Challenge:
Rewrite only the records from the line with "the white sand" up to and including the line with "165 162 243 224", requests included. Shift every bounding-box coordinate in the answers by adding 67 to it.

Rows from a box labeling dataset
>> BEGIN

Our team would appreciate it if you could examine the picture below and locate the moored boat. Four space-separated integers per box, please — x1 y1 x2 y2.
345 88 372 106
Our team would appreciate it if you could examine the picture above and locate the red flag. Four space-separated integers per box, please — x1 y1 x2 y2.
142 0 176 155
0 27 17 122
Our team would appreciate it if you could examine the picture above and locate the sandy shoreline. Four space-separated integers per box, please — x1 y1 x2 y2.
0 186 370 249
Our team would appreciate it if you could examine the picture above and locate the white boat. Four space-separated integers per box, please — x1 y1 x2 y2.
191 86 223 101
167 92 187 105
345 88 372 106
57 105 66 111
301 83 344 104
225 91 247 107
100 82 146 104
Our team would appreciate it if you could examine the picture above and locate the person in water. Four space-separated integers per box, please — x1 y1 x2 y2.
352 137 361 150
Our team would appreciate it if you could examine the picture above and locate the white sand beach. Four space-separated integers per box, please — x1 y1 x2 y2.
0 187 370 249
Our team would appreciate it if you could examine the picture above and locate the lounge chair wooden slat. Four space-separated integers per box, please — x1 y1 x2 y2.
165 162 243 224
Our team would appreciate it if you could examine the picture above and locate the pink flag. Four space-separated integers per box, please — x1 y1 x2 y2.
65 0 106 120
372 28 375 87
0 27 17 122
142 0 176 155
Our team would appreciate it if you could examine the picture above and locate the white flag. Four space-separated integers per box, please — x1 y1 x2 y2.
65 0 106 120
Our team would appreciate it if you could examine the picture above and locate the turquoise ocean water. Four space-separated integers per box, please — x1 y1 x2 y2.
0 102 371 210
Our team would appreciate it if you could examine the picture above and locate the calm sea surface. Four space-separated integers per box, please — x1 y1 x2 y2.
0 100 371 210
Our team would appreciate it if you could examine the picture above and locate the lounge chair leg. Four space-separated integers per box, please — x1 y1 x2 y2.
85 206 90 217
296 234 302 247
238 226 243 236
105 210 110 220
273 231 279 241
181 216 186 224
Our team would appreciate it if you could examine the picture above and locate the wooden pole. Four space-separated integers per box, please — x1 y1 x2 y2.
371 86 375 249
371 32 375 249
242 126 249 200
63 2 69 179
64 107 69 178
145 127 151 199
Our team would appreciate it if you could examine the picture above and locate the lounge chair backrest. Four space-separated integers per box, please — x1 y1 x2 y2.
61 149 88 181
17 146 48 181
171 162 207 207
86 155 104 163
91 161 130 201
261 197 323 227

>> END

The result:
Our team would appreciate it if you could examine the picture above and locate the white sand beach. Four space-separated integers per box, please — x1 y1 x2 y2.
67 254 437 316
Our team would appreciate it if you could examine the picture above and locate the lounge chair wooden slat. Four space-separated integers per box, please — x1 y1 x2 y2.
232 229 310 291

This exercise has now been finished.